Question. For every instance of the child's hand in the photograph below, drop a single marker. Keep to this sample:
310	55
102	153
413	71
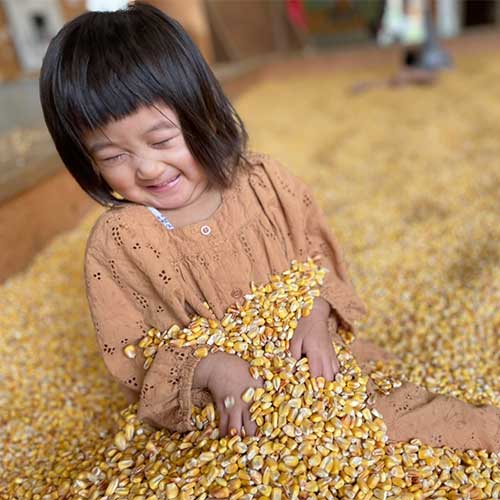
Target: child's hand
313	339
227	376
---
# Goal of the exercise:
Although the records contain pictures, your copy should hold only the text, reproduced exactly.

# Task solution:
Question. For every instance of the child's hand in the photograph below, drop a single marker. Keep to this sample:
310	55
102	153
413	71
Target: child's hand
313	339
227	376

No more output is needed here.